**Work item**
Would you return the entries below exactly from the line containing "Record the location of each instance of the green" onward, ending with the final line and including it, and nothing else?

**Materials provided**

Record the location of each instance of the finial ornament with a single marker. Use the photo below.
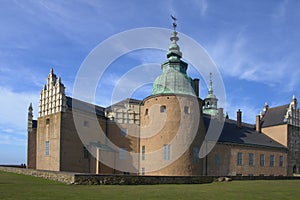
(174, 22)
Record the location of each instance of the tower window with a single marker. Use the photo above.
(280, 161)
(85, 153)
(217, 159)
(143, 152)
(167, 152)
(272, 160)
(162, 109)
(195, 154)
(262, 160)
(47, 148)
(240, 159)
(186, 110)
(122, 154)
(123, 131)
(85, 123)
(251, 159)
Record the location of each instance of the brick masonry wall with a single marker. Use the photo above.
(65, 177)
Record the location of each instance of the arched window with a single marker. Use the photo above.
(162, 108)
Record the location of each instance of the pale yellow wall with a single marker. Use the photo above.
(278, 133)
(159, 128)
(228, 161)
(49, 133)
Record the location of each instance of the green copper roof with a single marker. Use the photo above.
(173, 79)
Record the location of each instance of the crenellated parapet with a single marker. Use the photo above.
(52, 97)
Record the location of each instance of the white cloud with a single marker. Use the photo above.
(234, 59)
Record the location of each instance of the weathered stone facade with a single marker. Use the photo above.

**Your response**
Record the location of each instance of the green copper roof with a single marker. Use the photo above.
(173, 79)
Record the location of each instance of the crenellated parapet with a single marker. Use the photo above.
(52, 97)
Record the location of each instance of the white cloud with a single marker. Use the photo above.
(234, 59)
Record the location of each instance of the weathered stone facade with a single marker. Use the photo above.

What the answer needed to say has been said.